**Exercise:**
State how many lines in the material below contain the word "jacket", treating uppercase and lowercase as different, and reply with only that number.

**Extracted entries:**
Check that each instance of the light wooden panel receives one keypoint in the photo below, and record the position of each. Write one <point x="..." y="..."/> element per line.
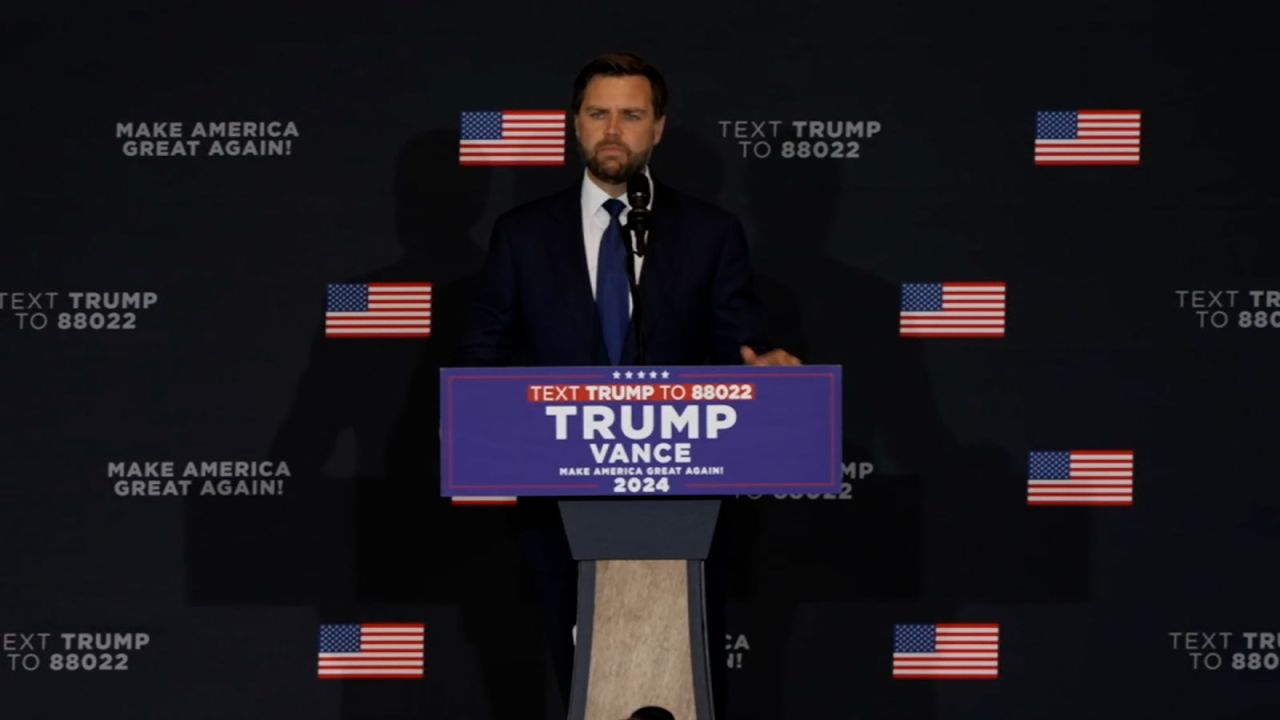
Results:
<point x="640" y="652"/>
---
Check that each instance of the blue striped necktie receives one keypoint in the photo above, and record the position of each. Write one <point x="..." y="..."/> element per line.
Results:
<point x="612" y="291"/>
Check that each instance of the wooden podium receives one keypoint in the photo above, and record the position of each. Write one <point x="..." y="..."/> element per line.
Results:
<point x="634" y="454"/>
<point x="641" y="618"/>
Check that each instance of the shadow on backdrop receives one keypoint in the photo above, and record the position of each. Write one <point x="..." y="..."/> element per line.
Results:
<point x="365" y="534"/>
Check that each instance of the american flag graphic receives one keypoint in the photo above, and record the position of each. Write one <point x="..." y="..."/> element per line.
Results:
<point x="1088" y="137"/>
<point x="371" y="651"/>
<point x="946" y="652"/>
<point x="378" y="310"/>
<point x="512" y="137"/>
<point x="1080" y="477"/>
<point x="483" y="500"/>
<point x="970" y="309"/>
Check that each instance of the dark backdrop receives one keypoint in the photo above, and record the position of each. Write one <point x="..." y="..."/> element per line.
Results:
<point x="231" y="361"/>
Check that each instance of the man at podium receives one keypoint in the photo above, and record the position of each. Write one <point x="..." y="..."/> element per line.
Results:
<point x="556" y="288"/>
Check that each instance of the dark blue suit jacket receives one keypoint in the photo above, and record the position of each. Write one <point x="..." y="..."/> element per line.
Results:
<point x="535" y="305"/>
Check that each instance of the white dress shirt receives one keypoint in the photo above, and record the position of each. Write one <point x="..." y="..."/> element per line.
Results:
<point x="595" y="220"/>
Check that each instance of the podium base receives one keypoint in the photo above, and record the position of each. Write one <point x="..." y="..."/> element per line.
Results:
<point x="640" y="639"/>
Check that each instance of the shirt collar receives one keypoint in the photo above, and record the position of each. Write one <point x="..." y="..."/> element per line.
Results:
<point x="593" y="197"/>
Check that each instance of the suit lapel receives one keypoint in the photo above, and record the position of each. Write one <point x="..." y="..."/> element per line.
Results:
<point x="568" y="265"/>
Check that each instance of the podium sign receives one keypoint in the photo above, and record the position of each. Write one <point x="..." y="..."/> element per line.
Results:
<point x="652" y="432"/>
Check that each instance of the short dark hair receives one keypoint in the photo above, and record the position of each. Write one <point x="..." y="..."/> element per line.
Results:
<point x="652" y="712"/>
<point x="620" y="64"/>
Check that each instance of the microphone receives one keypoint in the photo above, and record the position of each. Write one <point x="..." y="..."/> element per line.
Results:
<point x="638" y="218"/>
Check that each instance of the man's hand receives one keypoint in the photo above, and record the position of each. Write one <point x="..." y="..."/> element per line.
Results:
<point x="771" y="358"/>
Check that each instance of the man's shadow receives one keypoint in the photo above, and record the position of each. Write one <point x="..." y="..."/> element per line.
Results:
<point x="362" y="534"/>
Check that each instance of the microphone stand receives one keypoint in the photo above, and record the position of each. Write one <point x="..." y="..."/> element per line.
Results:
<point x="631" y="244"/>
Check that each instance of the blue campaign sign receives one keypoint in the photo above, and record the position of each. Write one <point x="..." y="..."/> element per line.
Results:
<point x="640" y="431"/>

**Task solution:**
1